AIM OF THE TASK » Return the lines below exactly, starting with the line that contains "Question. The photograph above contains instances of the flat" and stopping after the last line.

PROVIDED RECORDS »
>>>
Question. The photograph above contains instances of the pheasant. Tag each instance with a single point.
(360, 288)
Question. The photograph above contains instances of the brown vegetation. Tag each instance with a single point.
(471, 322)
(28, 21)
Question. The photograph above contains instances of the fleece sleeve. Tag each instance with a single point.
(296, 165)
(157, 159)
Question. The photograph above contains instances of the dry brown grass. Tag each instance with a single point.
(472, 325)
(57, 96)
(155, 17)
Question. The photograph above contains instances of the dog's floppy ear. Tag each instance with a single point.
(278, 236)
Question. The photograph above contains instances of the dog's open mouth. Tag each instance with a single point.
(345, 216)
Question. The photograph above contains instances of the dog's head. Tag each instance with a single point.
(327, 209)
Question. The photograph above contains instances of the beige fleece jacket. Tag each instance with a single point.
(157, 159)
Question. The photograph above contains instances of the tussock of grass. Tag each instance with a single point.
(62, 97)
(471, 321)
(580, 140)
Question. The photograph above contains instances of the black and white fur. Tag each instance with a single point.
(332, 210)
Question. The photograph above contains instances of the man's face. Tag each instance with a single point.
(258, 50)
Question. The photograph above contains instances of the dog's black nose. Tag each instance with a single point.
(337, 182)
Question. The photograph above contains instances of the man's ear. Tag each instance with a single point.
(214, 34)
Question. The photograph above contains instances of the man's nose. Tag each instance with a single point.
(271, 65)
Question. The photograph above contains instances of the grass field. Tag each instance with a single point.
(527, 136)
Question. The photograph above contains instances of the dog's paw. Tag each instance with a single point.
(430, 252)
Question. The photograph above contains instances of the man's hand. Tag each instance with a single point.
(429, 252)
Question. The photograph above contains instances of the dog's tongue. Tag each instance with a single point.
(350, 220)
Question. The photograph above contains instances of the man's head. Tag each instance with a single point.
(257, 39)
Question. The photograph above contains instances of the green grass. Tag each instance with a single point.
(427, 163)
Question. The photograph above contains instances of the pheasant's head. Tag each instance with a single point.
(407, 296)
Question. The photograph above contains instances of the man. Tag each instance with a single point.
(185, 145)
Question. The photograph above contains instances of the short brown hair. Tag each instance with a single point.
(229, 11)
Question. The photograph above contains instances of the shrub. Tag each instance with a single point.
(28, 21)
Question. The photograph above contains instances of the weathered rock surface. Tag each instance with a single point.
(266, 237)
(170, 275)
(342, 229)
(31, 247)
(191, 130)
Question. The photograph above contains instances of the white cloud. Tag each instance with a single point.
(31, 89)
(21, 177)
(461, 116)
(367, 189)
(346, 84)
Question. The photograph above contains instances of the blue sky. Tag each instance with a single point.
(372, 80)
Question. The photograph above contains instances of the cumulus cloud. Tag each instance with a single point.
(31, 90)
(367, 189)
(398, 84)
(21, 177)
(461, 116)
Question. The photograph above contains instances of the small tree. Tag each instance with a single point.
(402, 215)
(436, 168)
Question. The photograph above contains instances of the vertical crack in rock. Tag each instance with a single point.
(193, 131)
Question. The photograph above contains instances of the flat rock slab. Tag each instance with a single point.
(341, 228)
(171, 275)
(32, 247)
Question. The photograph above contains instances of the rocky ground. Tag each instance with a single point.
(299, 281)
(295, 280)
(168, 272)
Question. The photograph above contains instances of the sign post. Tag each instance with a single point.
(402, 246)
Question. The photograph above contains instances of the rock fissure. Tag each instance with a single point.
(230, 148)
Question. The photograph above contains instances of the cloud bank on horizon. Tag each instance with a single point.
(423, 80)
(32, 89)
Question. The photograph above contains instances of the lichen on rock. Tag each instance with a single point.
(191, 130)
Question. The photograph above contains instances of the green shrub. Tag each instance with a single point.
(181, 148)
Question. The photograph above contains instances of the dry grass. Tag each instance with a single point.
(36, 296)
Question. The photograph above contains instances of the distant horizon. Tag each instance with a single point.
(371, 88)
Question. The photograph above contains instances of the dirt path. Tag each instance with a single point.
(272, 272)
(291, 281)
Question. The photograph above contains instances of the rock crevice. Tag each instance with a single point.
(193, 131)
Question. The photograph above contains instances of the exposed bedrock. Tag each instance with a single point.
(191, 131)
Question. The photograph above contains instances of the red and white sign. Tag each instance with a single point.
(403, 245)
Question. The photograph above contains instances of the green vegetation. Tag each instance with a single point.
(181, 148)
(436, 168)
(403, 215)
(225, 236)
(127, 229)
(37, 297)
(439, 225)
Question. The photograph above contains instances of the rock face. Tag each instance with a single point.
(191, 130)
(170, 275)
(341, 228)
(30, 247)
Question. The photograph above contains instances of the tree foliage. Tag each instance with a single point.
<<<
WRITTEN RESPONSE »
Question. The photograph above contains instances of the flat rock slab. Tag each instance with a single point.
(341, 228)
(171, 275)
(32, 247)
Question. The photograph above contains instances of the rocky ground. Tag each instance with a single point.
(299, 281)
(295, 280)
(168, 272)
Question. The photograph above contains instances of the sign post. Tag each instance with a single point.
(402, 246)
Question. The photograph above contains instances of the rock fissure. Tag each instance with a single point.
(230, 148)
Question. The photograph above contains instances of the cloud bank on horizon. Tag each instance with a single point.
(423, 80)
(32, 89)
Question. The photograph above contains instances of the lichen on rock. Tag each instance with a single point.
(191, 130)
Question. The photograph above contains instances of the green shrub. Tag each instance with a single point.
(181, 148)
Question. The photograph above contains instances of the dry grass. Tag each instance with a single point.
(36, 296)
Question. The photograph above contains instances of the distant horizon. Tag each instance with a single point.
(371, 88)
Question. The photograph above contains instances of the dirt path. Tag each instance with a single point.
(272, 272)
(291, 281)
Question. The photograph above contains instances of the rock crevice. Tag each instance with a single point.
(193, 131)
Question. The photograph above contains instances of the exposed bedrock. Tag each instance with a single point.
(191, 131)
Question. The photograph above contains instances of the red and white sign. Tag each instance with a single point.
(403, 245)
Question. The photograph above contains instances of the green vegetation. Tag each instance with a single point.
(181, 148)
(436, 168)
(403, 215)
(225, 236)
(127, 229)
(37, 297)
(439, 225)
Question. The photograph above contains instances of the rock face. Tag each instance with a single point.
(191, 130)
(170, 275)
(341, 228)
(30, 247)
Question. The photograph above contains instances of the tree foliage. Tag each instance with a single point.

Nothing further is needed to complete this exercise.